▶ EXERCISE TASK:
Give back the whole listing exactly as shown.

───── GIVEN RECORDS

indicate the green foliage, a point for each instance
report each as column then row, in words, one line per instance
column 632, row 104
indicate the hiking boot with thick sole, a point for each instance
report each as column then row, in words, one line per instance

──────────

▶ FULL SOLUTION:
indicate the green foliage, a point for each instance
report each as column then row, in words, one line per instance
column 632, row 104
indicate the hiking boot with thick sole, a point for each instance
report each as column then row, in words, one line per instance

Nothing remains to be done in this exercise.